TASK DIRECTIONS: Copy the items below word for word, covering every one of them.

── MATERIAL

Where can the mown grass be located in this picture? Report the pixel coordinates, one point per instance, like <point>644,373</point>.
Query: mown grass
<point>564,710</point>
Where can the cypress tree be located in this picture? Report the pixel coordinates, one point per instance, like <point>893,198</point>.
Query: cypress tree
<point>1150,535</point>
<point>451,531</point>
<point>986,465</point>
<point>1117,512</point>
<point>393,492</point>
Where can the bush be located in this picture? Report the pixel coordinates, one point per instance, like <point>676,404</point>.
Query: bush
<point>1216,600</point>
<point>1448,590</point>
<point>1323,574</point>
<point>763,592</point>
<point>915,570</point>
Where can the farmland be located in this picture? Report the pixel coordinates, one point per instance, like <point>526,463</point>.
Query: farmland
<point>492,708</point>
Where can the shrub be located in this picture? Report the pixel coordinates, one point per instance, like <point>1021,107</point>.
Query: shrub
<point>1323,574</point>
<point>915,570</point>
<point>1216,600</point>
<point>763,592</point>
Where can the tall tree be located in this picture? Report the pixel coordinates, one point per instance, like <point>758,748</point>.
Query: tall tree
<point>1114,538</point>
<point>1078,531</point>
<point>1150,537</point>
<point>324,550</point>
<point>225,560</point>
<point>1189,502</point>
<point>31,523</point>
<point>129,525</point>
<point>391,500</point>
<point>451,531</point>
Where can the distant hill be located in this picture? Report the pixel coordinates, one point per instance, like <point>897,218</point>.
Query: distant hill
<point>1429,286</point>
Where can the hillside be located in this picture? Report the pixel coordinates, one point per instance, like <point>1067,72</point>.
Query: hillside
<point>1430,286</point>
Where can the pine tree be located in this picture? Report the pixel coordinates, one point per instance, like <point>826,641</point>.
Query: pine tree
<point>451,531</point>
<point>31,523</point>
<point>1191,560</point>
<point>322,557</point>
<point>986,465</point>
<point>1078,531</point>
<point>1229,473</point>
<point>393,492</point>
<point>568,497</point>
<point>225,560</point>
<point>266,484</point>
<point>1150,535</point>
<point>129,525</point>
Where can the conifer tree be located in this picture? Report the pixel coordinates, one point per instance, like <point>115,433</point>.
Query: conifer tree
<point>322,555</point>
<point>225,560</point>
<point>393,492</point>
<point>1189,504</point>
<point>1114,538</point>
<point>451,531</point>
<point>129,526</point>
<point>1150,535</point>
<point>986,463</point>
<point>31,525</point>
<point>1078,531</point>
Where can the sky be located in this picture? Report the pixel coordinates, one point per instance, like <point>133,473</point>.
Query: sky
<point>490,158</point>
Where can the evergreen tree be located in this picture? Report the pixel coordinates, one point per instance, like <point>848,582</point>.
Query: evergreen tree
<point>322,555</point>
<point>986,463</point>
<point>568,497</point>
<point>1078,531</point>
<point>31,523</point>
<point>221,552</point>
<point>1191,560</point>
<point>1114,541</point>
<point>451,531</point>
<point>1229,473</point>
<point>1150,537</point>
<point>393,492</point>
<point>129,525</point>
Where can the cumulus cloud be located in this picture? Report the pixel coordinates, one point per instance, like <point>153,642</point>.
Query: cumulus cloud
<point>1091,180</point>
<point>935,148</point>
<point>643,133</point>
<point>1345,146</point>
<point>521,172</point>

────

COMPLETE OUTPUT:
Where can the mown grass be located in this picture? Report the pixel coordinates, one point per instance, like <point>644,373</point>.
Query: mown grass
<point>564,710</point>
Where can the cypress tree be located in this picture? Report the pixel coordinates, one point per instance, like <point>893,198</point>.
Query: cypress tree
<point>1150,535</point>
<point>451,531</point>
<point>986,465</point>
<point>1117,512</point>
<point>393,492</point>
Where can the bush be located in this picture? Report the pixel coordinates, one point per instance, like <point>676,404</point>.
Query: bush
<point>1216,600</point>
<point>1448,590</point>
<point>1323,574</point>
<point>763,592</point>
<point>915,570</point>
Where can the farmland be located in this picture? Report the pixel coordinates, one point per instance, like <point>526,463</point>.
Query: farmland
<point>492,708</point>
Where can the shrub be located in this picture? Report the pixel coordinates, one point per instance, like <point>1021,107</point>.
Query: shrub
<point>1323,574</point>
<point>915,570</point>
<point>1216,600</point>
<point>763,592</point>
Where can the tall tree be located in this picture? Report the pixel coordinates, one point per instance, like <point>758,748</point>.
Query: tall tree
<point>1114,538</point>
<point>1078,531</point>
<point>1150,537</point>
<point>324,550</point>
<point>225,560</point>
<point>1189,502</point>
<point>31,523</point>
<point>129,525</point>
<point>391,500</point>
<point>451,531</point>
Where can the distant hill be located in this picture? Report the pixel coordinates, one point per instance, like <point>897,218</point>.
Query: distant hill
<point>1429,286</point>
Where can the hillside be located in this picture? Report the pixel coordinates, one point per instance, like <point>1067,72</point>.
Query: hillside
<point>1430,286</point>
Where can the pine tree be located in this picture? Report the pixel coordinates, one point per instance, like <point>826,641</point>.
Query: pine tree
<point>451,531</point>
<point>31,523</point>
<point>1191,560</point>
<point>322,557</point>
<point>986,465</point>
<point>1078,531</point>
<point>1229,473</point>
<point>393,492</point>
<point>568,497</point>
<point>225,560</point>
<point>266,484</point>
<point>1150,535</point>
<point>129,525</point>
Where can the conifer tree be located in this picture? Report the pixel coordinates, one point per instance, like <point>115,433</point>.
Query: conifer tree
<point>322,555</point>
<point>225,560</point>
<point>393,492</point>
<point>1189,504</point>
<point>1114,538</point>
<point>451,531</point>
<point>129,526</point>
<point>1150,535</point>
<point>986,463</point>
<point>31,525</point>
<point>1078,531</point>
Where can the sky be located in this picture? Report the pixel coordinates, one point per instance, like <point>133,473</point>.
Query: sky
<point>490,158</point>
Where can the evergreen tree be located in this picture? Report the pixel coordinates, one point per instance, like <point>848,582</point>.
Query: evergreen tree
<point>322,555</point>
<point>986,463</point>
<point>568,497</point>
<point>1078,531</point>
<point>31,523</point>
<point>221,552</point>
<point>1191,560</point>
<point>1114,541</point>
<point>451,531</point>
<point>1229,473</point>
<point>1150,537</point>
<point>393,492</point>
<point>129,525</point>
Where can the cumulus cloud be located in this picture? Report the pixel coordinates, one point per instance, like <point>153,642</point>.
Query: cumulus cloud
<point>1091,180</point>
<point>935,148</point>
<point>643,133</point>
<point>1345,146</point>
<point>521,172</point>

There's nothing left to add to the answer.